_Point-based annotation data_
>>>>
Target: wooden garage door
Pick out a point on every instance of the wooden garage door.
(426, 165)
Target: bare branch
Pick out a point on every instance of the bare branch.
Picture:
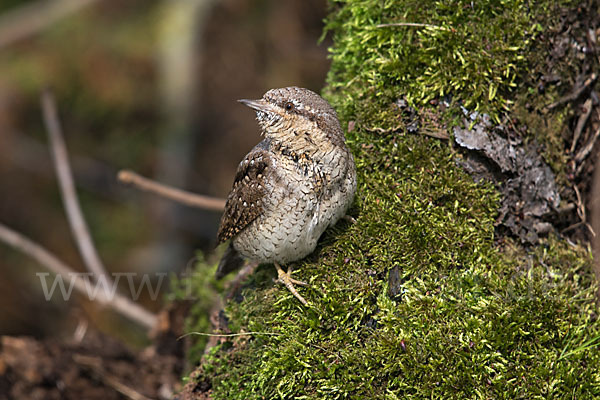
<<<<
_WHAT YOU NEED TO DO_
Reproduce the material from the line with "Target: bare branch" through the end of the material, replacing "bare branch" with "leafless branch" and leaving every other word unchanged. Omit the pictures from the output.

_THE OUTPUT_
Target: leafless branch
Pick out a point on every instance of the leafless branch.
Picture:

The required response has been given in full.